Instruction 1:
Give the posting date and time of each post in the forum thread.

Article:
>>>>>
Posted: 01 Apr 2013, 17:43
by Ross G. R. Caldwell
The Tübingen Hausbuch, with the Children of Luna picture that Huck posted at the top of this thread, is downloadable in PDF (in color!) at Tübingen University -
http://idb.ub.uni-tuebingen.de/diglit/Md2
(181 megs)

Image

(folio 272r)

The library gives a range of production dates from 1430 to 1480, in Württemberg.
http://swb2.bsz-bw.de/DB=2.312/SET=3/PP ... 97.31.8,FY

(it would seem the old "1404" date has been firmly rejected)

Re: The Magician

Posted: 01 Apr 2013, 20:31
by Robert
Thanks for that Ross!

What is the object between the cups? A wand?

And why is the other figure holding a stick?

Re: The Magician

Posted: 02 Apr 2013, 11:45
by Ross G. R. Caldwell
robert wrote:Thanks for that Ross!

What is the object between the cups? A wand?

And why is the other figure holding a stick?
I'm sure it's a wand. Why the other figure holding the stick? I don't know - I guess maybe he's threatening the magician in case he sees him cheating? But really, who knows?

The text doesn't seem to explain the scene, or even mention it.
<<<<<
Information shown:
>>>>>
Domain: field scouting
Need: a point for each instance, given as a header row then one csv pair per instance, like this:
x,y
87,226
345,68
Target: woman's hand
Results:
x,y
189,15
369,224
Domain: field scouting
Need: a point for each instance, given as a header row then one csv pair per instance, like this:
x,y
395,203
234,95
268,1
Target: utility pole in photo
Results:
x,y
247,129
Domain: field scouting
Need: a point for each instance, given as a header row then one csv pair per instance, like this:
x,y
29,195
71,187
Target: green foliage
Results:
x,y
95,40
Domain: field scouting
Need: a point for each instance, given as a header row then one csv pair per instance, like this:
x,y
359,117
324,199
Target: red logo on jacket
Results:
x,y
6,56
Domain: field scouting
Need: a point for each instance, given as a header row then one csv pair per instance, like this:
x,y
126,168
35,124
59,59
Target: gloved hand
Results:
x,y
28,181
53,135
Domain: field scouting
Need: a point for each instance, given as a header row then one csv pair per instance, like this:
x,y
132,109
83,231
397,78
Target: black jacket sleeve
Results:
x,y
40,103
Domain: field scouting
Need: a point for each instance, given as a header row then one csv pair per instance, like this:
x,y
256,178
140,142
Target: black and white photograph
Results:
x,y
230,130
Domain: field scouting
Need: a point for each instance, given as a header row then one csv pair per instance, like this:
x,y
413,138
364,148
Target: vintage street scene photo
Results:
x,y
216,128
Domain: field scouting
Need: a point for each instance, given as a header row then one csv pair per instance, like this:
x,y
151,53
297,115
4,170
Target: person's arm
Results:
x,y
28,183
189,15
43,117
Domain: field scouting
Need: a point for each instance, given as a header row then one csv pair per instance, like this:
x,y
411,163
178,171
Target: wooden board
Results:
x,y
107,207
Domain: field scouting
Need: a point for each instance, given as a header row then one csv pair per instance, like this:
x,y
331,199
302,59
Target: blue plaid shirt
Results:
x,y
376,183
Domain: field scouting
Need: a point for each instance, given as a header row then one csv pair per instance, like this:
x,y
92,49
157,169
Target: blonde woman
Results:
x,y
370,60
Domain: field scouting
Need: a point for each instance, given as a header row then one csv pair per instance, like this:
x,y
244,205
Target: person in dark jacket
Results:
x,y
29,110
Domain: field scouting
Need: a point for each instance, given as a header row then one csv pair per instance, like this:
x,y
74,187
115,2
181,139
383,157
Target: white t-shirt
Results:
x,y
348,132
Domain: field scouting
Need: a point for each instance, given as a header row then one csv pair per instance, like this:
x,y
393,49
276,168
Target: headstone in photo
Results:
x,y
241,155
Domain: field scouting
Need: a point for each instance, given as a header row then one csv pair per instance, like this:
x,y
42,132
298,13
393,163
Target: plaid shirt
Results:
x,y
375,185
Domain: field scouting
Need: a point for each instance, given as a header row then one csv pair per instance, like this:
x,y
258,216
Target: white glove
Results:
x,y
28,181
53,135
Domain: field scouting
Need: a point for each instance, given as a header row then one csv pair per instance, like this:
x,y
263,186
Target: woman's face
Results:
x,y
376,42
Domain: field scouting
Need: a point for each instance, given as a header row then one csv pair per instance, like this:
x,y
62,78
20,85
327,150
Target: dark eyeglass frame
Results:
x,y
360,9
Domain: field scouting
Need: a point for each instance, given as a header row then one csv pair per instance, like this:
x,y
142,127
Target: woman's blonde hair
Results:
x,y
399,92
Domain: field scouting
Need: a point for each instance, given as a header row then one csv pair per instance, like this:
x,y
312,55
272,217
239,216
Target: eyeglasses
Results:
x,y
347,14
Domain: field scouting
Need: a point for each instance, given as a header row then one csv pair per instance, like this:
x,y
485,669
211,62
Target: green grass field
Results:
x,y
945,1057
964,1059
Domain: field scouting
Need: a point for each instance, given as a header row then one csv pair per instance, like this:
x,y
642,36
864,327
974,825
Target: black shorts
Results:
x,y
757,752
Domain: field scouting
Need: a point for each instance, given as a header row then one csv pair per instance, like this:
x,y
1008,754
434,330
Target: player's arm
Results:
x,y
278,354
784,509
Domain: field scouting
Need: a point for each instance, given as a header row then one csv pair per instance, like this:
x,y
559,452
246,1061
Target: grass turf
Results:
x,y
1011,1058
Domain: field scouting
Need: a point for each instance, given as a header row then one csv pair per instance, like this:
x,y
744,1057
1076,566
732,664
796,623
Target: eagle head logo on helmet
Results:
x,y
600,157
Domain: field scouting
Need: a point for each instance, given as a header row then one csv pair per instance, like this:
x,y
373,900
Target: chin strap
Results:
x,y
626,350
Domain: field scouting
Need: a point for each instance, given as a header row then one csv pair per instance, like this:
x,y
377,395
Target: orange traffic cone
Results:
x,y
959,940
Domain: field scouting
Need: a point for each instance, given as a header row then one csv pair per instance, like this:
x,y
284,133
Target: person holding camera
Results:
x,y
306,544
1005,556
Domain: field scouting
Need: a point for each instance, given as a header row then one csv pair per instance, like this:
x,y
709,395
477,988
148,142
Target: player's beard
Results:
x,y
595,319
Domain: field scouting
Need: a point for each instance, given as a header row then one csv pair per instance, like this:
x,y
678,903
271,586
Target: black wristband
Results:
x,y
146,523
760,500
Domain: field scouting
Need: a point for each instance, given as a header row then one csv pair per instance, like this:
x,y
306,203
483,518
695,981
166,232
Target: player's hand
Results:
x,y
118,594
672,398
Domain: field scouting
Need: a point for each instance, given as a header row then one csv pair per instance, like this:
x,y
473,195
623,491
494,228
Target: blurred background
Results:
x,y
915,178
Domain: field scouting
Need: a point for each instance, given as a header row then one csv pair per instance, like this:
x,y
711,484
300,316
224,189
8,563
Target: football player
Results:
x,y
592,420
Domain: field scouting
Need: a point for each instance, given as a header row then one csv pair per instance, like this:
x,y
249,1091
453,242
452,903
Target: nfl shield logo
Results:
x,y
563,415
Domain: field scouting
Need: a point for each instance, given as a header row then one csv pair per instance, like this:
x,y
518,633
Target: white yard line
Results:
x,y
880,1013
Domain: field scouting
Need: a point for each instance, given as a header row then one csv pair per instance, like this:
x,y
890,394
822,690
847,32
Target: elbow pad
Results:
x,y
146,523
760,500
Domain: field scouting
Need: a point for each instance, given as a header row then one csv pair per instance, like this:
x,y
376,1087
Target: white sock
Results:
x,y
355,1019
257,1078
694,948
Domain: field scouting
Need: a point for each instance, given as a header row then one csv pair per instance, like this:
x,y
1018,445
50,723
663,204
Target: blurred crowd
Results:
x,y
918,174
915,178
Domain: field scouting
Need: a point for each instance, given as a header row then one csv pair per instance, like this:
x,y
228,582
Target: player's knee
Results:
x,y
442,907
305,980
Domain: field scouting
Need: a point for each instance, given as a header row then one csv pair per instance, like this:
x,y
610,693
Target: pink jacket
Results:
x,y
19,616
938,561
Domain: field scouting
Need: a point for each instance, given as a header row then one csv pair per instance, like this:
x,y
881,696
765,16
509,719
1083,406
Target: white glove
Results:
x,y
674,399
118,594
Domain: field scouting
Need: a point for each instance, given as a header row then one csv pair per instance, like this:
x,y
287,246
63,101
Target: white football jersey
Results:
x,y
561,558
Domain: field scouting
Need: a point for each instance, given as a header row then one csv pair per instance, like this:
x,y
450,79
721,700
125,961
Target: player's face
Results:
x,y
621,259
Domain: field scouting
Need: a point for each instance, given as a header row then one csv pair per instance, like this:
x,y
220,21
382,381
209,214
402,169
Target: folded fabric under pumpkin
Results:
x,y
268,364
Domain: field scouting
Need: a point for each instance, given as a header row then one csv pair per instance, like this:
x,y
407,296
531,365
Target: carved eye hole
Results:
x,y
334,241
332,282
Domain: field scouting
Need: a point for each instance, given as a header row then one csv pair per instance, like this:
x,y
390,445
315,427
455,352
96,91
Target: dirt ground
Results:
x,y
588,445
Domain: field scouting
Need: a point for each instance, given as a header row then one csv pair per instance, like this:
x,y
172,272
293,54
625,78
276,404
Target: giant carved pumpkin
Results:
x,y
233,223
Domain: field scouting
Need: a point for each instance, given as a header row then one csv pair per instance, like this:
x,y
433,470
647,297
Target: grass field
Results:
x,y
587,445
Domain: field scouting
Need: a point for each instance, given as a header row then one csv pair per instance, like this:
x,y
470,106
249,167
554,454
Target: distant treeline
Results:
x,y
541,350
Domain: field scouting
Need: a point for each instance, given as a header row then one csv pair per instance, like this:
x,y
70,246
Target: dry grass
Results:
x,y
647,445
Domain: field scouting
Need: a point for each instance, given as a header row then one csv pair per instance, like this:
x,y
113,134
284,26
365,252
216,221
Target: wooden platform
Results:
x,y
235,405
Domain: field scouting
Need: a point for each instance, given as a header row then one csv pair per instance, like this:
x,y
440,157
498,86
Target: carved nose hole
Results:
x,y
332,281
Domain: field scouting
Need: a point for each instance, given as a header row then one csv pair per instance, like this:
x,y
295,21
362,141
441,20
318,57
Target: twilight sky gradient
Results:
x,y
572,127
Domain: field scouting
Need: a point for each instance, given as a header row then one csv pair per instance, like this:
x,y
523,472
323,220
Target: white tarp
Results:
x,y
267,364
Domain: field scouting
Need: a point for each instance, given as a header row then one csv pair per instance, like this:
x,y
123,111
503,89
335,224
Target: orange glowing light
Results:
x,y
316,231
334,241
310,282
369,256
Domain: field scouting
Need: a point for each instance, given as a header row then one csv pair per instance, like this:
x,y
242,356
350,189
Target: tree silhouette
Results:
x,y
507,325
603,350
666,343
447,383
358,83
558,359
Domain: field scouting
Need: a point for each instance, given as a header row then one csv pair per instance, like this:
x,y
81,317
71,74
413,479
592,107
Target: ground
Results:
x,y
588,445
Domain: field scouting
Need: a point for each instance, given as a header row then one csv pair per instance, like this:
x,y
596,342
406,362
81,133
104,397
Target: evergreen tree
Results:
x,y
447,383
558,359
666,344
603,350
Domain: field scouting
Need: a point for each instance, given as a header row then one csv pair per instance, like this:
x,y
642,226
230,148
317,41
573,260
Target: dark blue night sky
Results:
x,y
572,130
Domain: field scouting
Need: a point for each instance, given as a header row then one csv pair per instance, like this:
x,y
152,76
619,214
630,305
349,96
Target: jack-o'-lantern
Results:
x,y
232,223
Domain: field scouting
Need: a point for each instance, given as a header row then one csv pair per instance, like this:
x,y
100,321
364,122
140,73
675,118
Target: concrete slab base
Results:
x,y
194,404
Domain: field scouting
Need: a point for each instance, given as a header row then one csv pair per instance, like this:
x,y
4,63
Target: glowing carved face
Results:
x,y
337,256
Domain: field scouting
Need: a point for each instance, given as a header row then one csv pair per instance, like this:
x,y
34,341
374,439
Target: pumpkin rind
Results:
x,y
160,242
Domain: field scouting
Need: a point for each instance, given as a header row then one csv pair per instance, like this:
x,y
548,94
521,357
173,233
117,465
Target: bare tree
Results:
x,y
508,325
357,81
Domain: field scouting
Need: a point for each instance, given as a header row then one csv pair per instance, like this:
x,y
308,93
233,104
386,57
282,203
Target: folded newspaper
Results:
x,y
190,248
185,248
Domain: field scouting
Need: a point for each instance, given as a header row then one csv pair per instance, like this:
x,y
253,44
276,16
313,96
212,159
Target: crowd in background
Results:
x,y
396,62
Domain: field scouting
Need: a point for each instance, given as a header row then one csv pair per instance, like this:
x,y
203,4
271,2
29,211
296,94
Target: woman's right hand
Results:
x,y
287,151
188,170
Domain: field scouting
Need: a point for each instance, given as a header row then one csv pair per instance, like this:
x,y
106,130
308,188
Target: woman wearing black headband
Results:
<<<<<
Instruction 2:
Extract every line of the entries that contains the word "white". Case counts.

Response 1:
- 01 Apr 2013, 17:43
- 01 Apr 2013, 20:31
- 02 Apr 2013, 11:45

Response 2:
Target: black and white photograph
Target: white t-shirt
Target: white glove
Target: white yard line
Target: white sock
Target: white glove
Target: white football jersey
Target: white tarp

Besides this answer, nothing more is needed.